Please tally the lines in the data below that include the string "office", and reply with only the total.

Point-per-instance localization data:
○ ○ ○ ○
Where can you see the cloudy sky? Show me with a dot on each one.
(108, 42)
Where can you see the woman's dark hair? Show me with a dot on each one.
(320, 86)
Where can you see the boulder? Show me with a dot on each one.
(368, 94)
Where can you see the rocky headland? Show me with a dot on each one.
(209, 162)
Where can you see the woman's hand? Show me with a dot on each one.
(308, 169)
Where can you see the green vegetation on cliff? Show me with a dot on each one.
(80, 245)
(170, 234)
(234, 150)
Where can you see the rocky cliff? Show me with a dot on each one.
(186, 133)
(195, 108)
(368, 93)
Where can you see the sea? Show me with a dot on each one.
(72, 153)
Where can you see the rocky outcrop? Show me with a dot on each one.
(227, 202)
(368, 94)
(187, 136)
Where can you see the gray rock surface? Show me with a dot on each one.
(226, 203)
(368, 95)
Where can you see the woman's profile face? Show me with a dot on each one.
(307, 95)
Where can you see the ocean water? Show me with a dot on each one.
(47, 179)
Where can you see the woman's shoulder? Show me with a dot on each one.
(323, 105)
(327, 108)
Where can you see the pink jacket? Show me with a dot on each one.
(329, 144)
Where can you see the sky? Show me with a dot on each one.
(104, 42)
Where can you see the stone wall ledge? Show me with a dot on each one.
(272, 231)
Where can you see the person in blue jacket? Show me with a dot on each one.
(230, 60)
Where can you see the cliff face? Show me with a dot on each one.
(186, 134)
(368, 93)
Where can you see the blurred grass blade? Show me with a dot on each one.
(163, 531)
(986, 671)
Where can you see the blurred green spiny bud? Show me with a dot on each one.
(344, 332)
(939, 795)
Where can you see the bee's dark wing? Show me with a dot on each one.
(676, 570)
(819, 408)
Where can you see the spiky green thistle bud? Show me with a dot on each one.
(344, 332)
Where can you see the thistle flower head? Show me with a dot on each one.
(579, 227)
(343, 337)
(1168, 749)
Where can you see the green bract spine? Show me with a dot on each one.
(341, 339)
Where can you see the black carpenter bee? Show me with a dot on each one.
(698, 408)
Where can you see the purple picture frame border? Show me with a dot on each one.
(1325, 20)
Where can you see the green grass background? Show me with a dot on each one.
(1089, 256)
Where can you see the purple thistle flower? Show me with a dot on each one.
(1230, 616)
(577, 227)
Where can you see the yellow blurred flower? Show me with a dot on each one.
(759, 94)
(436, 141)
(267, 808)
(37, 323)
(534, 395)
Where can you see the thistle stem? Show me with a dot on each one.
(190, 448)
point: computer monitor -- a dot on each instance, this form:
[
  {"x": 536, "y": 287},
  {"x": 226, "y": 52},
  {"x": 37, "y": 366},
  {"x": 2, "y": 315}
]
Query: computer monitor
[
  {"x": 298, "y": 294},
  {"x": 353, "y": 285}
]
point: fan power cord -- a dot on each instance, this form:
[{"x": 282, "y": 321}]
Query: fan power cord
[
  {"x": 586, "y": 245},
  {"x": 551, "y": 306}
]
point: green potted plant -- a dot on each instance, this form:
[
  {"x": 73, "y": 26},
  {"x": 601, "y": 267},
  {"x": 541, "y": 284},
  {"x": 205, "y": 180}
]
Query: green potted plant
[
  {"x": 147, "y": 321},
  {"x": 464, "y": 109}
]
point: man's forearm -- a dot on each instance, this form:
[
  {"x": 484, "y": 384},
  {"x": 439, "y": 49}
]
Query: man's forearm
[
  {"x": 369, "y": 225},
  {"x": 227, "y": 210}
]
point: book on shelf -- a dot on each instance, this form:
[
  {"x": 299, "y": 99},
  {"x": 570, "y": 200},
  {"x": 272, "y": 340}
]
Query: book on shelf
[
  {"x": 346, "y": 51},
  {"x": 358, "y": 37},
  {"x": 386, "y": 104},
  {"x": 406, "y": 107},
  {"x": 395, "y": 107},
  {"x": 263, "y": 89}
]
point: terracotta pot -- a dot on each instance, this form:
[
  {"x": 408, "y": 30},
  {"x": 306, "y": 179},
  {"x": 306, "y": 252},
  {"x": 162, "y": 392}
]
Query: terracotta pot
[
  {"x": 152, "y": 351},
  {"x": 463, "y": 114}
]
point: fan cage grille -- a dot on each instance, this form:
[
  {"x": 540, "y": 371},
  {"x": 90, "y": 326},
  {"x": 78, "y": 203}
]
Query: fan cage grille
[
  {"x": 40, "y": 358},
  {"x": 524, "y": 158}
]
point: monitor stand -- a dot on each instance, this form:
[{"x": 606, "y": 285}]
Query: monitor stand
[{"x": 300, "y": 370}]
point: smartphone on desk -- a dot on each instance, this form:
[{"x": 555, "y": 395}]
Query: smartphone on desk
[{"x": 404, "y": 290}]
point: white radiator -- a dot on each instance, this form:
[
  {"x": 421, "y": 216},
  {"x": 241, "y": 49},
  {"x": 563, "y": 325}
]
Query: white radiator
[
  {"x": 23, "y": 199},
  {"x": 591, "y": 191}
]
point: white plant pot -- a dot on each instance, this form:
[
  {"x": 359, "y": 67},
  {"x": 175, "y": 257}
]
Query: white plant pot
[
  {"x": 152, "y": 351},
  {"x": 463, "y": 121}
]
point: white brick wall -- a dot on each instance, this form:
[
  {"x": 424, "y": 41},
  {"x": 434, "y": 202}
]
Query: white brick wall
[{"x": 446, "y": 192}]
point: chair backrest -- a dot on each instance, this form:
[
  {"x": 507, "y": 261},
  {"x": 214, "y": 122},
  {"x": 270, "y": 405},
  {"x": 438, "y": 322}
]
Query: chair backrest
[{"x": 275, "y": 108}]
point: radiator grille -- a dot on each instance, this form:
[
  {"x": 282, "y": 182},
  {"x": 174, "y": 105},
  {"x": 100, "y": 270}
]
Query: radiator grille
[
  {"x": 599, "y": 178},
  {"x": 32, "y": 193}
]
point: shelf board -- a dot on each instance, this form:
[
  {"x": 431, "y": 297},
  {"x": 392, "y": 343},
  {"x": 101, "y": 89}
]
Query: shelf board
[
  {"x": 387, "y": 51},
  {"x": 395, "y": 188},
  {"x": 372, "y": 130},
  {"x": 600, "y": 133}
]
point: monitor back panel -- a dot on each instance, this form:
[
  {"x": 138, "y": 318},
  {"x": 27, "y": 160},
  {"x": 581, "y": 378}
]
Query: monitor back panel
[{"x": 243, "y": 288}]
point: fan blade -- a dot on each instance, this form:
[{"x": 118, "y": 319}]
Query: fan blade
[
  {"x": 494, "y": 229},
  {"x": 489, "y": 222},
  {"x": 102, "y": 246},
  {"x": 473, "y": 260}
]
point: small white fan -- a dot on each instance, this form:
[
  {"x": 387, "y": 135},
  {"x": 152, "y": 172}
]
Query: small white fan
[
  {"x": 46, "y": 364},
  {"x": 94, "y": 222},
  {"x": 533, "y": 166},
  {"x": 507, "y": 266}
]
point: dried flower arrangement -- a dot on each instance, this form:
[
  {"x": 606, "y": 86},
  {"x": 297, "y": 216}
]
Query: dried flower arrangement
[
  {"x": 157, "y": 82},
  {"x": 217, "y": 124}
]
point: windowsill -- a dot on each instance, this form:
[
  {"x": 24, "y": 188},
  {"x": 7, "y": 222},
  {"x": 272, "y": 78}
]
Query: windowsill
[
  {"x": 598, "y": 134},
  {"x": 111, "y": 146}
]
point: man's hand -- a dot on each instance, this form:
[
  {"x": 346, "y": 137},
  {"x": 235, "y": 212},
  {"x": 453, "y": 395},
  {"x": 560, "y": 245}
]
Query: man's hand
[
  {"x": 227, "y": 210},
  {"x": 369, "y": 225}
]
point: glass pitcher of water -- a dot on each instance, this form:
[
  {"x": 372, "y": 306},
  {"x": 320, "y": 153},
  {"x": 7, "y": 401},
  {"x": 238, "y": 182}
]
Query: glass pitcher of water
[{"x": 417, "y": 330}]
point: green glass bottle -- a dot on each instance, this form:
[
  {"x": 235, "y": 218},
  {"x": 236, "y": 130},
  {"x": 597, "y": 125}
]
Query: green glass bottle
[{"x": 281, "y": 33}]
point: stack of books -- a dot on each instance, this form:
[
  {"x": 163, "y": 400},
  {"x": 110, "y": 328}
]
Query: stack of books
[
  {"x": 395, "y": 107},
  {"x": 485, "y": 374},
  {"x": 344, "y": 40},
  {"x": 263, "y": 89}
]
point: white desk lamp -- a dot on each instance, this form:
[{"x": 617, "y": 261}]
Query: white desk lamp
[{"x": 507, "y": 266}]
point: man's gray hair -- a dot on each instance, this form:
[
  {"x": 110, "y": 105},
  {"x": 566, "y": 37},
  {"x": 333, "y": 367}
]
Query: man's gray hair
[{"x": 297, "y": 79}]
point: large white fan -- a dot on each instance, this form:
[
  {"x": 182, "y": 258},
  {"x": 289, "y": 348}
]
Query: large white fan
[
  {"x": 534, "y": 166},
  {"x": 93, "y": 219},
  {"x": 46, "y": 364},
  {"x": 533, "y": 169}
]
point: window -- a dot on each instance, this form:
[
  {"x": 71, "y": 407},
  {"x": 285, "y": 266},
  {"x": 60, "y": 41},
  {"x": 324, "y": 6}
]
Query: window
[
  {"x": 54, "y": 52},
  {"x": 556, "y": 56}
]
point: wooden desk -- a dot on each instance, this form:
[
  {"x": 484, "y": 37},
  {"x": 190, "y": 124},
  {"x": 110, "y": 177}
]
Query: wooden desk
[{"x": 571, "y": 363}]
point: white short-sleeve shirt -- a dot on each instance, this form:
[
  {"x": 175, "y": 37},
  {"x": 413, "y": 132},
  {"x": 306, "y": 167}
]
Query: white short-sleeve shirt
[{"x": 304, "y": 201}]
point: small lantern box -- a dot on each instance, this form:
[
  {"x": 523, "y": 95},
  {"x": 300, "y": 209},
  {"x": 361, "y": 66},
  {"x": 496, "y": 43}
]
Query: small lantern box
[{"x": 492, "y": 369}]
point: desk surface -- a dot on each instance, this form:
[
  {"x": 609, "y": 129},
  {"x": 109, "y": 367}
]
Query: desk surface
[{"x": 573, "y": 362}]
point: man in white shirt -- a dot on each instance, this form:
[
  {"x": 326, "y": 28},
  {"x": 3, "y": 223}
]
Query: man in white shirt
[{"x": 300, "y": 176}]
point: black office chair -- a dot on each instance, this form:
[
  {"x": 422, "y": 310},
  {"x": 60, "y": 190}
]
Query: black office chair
○ ○ ○ ○
▶ ANSWER BOX: 2